====== Passage to read ======
Sponsored Content

Digital Transformation: The Rise of Autonomous Back-of-House Technologies

12/7/2018

Just as consumer interfacing technologies are revolutionizing the shopping experience, evolving retail supply chain and back-of-house applications are creating a brave new world behind the scenes as well. The digital transformation of retail is equipping retailers with an array of innovative tools that enable them to compete more effectively in a crowded marketplace.

Most of these new applications operate autonomously, requiring little or no human intervention. Some use RFID to monitor stock levels or food freshness. Others apply cutting-edge artificial intelligence (AI) solutions to significantly improve accuracy in crucial areas like assortment planning, space allocation and pricing optimization. Then, there are last mile omnichannel delivery models that provide alternative ways to get merchandise into consumers’ hands.

All of these solutions can help retailers be more efficient, competitive and profitable and, most importantly, can improve the customer journey. Aperion and EnsembleIQ have partnered to provide the industry with a common lexicon, best practices, and case studies shaping the digital retail experience. This whitepaper looks at some of the most successful applications being implemented in retail supply chains today, and how retailers are using these tools to digitally—and literally—transform their businesses.

Artificial intelligence = real planning gains

Some of the most exciting supply chain and back-of-house technologies to emerge in recent years involve AI, enhanced by the advent of cloud computing and big data that have allowed retailers to implement AI feasibly and efficiently. The AI solutions are automated, save significant time and are far more accurate than many existing processes.ay to a bright new future.

AI-enabled machines or systems work by imitating human behavior in intelligent ways, allowing retailers to gather shopper insights in a predictive manner. They can then evaluate and predict consumers’ next actions based on both previous purchasing patterns and future responses to market trends. IDC (International Data Corp.) predicts that by 2019, AI will impact 25 percent of merchants, marketers, planners and store operations personnel in the United States, improving productivity by 30 percent and results by up to 20 percent.1

AI is already playing an important new role in store planning and demand forecasting. It ups the ante in demand forecasting by using mathematical relationships to highlight and explain shoppers’ purchasing behaviors, and then factors in external elements like competitive responses to promotions, pricing and market demand. This yields far more precise forecasts than the traditional method of running sales numbers for individual SKUs to predict future demand.
====== Information shown ======
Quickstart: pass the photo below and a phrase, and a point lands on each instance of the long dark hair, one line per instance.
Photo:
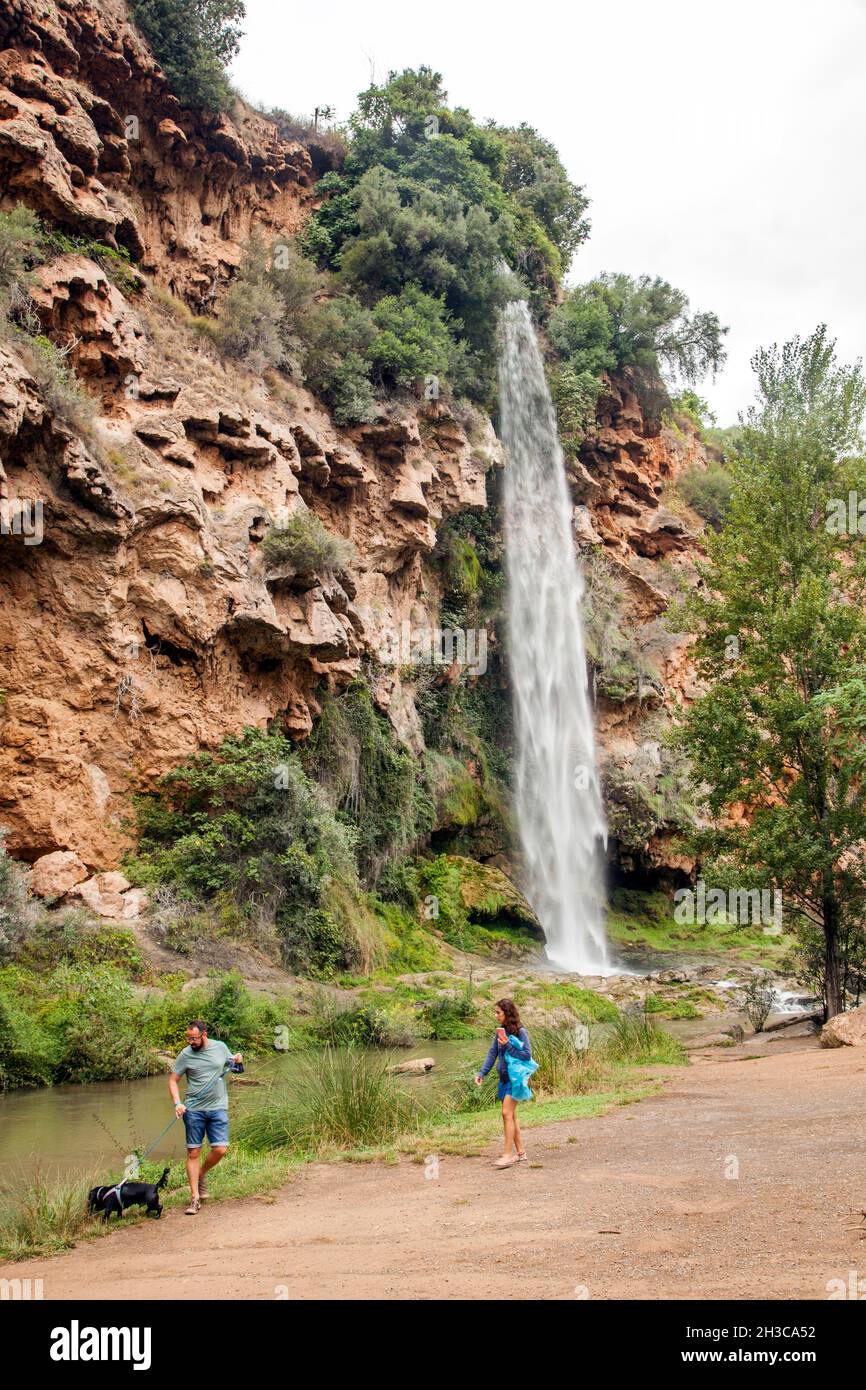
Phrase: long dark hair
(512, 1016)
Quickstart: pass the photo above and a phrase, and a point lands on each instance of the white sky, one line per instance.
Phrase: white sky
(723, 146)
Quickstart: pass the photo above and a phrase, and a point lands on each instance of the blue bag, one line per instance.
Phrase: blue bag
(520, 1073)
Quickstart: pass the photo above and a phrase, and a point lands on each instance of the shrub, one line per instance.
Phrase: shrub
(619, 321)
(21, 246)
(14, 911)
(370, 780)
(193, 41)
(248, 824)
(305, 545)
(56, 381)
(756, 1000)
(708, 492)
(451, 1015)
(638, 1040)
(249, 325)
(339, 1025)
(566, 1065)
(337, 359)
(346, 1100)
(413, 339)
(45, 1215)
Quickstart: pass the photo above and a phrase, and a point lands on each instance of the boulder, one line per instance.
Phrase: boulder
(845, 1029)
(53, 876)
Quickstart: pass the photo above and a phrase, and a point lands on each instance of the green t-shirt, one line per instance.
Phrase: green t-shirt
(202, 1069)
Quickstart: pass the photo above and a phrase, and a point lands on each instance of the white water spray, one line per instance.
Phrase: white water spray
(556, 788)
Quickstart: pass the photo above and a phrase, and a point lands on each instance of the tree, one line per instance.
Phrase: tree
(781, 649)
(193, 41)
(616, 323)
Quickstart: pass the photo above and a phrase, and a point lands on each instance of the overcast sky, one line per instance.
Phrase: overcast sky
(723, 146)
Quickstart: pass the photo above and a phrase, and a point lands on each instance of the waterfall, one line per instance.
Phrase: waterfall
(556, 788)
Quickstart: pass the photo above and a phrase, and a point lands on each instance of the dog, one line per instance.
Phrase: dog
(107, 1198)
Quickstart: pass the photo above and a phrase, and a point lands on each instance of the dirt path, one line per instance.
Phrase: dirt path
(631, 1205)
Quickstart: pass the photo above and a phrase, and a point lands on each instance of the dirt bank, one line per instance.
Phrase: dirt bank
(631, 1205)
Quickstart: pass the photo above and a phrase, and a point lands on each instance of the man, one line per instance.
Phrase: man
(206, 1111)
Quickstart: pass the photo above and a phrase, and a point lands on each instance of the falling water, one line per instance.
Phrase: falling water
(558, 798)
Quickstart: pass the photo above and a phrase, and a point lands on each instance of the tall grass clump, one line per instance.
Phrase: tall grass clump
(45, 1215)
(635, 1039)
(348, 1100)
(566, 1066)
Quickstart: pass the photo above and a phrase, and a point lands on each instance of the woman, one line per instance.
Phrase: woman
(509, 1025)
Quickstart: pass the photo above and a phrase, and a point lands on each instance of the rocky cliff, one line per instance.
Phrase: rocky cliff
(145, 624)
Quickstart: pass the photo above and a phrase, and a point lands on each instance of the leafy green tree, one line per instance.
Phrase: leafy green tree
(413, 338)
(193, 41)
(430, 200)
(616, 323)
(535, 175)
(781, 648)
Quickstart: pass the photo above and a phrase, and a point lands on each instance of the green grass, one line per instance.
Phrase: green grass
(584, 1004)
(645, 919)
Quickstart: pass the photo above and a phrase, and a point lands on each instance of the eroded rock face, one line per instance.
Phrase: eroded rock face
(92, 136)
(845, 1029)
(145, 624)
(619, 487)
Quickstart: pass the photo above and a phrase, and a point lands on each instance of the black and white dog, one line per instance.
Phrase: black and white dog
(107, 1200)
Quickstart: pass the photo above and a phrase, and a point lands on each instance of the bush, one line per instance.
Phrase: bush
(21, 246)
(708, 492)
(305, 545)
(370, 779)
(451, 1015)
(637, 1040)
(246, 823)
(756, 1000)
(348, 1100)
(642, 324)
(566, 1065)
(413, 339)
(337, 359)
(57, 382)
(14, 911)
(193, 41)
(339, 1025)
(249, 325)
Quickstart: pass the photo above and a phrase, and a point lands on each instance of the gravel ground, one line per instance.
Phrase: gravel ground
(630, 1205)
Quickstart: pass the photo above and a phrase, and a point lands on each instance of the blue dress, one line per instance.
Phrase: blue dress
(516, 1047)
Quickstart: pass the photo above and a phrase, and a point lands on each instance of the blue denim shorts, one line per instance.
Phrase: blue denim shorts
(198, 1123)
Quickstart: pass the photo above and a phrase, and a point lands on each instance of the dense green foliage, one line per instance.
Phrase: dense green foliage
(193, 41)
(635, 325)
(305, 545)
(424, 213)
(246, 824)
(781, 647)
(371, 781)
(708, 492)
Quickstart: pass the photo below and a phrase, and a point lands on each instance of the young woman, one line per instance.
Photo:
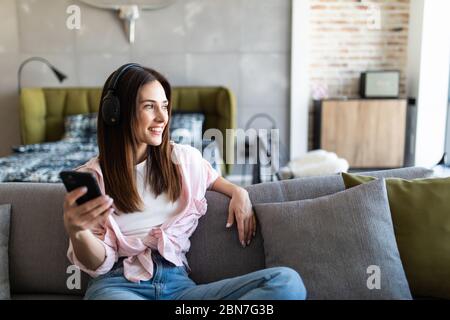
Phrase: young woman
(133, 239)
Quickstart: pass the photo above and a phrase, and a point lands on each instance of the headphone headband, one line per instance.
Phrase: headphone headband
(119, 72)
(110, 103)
======
====== Information shown ======
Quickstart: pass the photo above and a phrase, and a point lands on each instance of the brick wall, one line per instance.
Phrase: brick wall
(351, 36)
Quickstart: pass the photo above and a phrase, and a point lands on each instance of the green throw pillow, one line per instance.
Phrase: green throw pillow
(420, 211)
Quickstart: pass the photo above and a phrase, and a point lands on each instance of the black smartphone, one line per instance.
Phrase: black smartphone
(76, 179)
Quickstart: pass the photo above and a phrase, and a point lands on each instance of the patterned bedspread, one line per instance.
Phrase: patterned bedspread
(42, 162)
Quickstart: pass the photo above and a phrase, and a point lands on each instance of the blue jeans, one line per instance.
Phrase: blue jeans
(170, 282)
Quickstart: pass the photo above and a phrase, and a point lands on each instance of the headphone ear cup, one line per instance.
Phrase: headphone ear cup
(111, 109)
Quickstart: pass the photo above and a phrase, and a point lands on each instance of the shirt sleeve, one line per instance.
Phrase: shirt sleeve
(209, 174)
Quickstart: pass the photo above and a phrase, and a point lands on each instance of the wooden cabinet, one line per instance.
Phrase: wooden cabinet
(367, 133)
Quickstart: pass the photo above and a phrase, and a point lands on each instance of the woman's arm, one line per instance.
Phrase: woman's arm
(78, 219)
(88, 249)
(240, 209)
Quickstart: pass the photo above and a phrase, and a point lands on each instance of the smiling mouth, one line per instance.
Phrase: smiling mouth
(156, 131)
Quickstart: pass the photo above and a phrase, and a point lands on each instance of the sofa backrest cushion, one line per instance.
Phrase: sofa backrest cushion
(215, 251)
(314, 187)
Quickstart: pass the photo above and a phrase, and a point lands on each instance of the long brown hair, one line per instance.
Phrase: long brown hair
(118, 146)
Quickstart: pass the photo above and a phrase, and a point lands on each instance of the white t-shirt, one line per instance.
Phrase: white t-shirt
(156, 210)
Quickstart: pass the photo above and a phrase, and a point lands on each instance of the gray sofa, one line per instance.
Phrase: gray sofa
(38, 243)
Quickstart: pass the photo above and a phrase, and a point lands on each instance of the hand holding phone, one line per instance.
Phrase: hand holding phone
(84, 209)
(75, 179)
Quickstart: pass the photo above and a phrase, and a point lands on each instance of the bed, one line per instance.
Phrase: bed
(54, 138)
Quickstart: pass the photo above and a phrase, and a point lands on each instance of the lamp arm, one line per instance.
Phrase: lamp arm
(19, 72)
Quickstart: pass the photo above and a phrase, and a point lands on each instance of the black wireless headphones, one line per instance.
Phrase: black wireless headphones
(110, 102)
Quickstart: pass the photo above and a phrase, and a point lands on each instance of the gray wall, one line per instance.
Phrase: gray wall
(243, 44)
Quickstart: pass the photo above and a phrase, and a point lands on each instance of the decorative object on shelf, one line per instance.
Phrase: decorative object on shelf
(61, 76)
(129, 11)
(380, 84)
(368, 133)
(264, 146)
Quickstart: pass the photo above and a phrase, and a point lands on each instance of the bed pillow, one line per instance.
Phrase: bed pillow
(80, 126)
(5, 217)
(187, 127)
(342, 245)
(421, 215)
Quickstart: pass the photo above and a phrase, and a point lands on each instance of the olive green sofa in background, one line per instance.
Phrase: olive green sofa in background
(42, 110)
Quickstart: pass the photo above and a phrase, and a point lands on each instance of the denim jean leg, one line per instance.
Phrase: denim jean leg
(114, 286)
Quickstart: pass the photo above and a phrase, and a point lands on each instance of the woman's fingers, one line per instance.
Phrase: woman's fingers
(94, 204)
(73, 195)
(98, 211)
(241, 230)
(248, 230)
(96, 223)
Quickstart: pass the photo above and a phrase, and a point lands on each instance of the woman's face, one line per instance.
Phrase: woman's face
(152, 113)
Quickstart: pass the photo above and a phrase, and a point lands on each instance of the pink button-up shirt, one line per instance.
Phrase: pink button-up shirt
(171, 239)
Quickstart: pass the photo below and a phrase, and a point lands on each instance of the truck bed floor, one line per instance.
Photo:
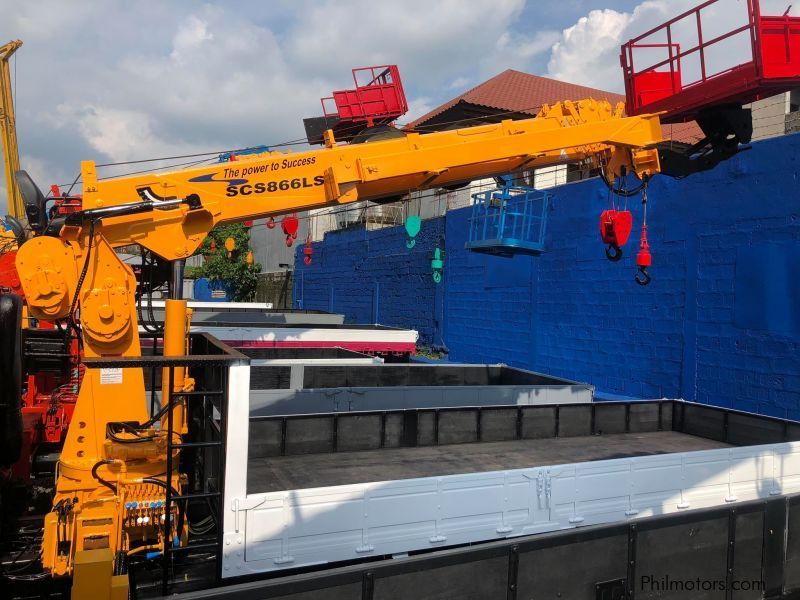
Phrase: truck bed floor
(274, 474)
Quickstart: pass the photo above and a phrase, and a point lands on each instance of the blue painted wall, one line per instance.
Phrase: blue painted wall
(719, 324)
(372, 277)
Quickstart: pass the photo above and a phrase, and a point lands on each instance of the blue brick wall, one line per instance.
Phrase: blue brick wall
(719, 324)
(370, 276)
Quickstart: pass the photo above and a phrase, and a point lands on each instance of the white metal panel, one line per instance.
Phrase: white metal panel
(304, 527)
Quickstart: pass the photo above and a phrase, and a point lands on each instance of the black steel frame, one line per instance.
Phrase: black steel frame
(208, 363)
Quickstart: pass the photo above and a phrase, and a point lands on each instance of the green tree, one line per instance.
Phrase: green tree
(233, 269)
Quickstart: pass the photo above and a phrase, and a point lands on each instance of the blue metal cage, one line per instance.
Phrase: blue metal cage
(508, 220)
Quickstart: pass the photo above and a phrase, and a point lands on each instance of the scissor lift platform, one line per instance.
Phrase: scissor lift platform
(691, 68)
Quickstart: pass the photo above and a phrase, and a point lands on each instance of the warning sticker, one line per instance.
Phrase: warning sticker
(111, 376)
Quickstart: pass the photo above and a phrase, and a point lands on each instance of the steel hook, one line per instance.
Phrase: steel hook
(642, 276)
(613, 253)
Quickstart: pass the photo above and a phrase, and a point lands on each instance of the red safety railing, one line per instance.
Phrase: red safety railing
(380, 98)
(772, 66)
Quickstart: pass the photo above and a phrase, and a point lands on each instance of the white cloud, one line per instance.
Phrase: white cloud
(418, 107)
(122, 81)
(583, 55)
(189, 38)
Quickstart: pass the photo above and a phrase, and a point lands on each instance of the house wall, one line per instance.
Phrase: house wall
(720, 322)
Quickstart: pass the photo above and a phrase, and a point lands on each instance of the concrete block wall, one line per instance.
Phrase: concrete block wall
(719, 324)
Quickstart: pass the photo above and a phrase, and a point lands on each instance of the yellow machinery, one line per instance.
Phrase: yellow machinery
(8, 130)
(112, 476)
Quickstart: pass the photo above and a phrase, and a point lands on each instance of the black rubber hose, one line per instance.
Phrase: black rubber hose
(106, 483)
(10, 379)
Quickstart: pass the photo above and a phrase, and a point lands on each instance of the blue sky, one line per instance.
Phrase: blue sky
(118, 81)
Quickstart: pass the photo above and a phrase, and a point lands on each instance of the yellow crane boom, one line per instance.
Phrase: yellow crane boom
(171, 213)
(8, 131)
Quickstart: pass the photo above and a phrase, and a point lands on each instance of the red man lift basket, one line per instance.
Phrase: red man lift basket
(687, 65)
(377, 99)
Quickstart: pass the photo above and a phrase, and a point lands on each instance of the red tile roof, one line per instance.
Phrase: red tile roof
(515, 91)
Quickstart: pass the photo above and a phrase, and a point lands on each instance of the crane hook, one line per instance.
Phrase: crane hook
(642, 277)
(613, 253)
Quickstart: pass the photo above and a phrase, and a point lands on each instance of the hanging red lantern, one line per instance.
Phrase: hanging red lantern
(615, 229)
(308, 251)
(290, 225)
======
## Tasks to complete:
a – Reproduce the stretch of the article on back-of-house retail technologies from "Most of these" through "into consumers’ hands.".
b – Answer these questions from the article on back-of-house retail technologies:
(i) Which technology do some of the new applications use to monitor stock levels or food freshness?
(ii) Which two organizations partnered to provide the industry with a common lexicon, best practices, and case studies?
(iii) By what percentage does IDC predict AI will improve productivity?

## Solutions to the exercise:
a –
Most of these new applications operate autonomously, requiring little or no human intervention. Some use RFID to monitor stock levels or food freshness. Others apply cutting-edge artificial intelligence (AI) solutions to significantly improve accuracy in crucial areas like assortment planning, space allocation and pricing optimization. Then, there are last mile omnichannel delivery models that provide alternative ways to get merchandise into consumers’ hands.

b –
(i) RFID
(ii) Aperion and EnsembleIQ
(iii) 30 percent